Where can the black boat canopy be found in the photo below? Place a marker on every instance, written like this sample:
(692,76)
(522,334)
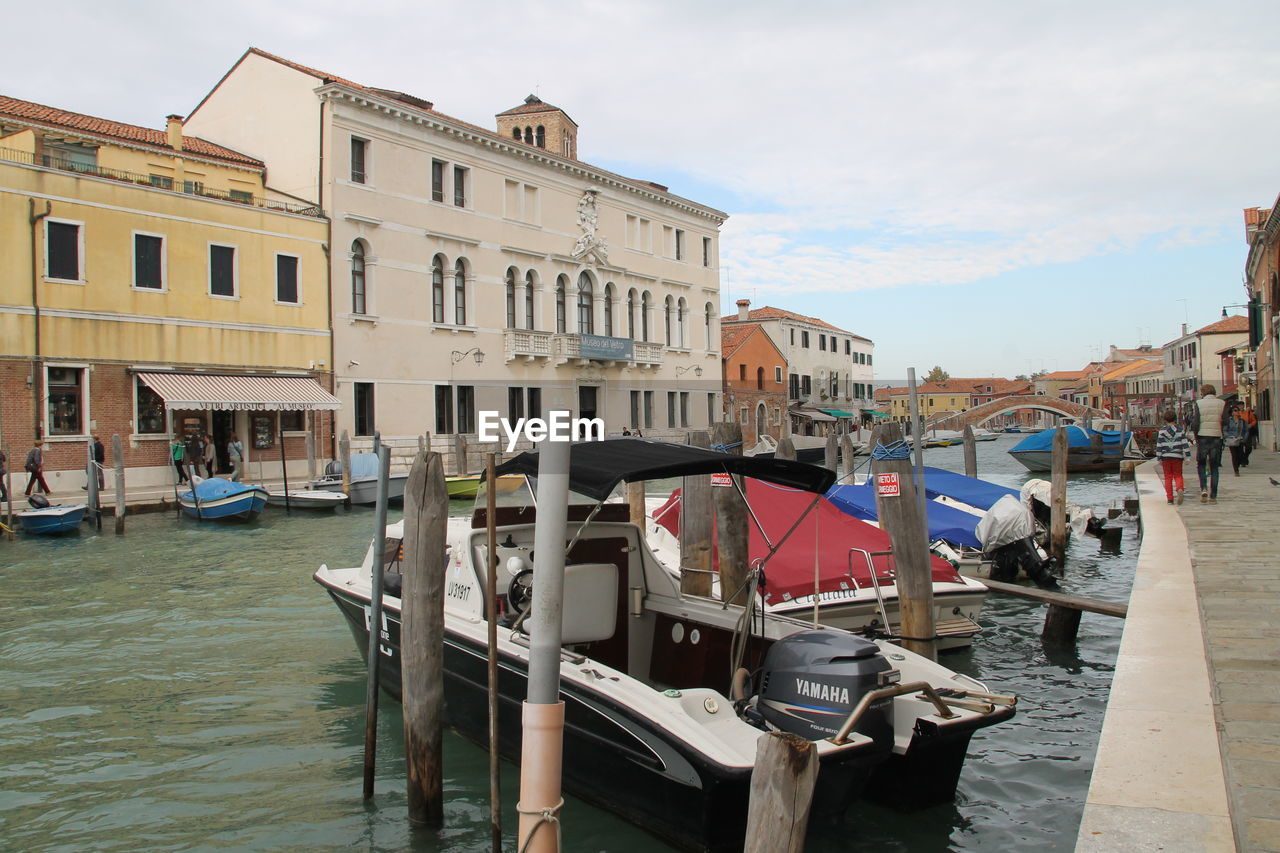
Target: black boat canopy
(597,468)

Given problem
Rewrite every line of the data above, requests included, but multiply each point coordinate in the answers by 1.9 and round to the nearest whole number, with halves rounded up. Leave the coordinates in the requests and their format samples unchanged, and omit the pictures.

Full solution
Where can the black boat canopy be found in the photo below? Place a marker on every instance, written like this sample:
(692,76)
(522,334)
Target: black boat canopy
(1134,889)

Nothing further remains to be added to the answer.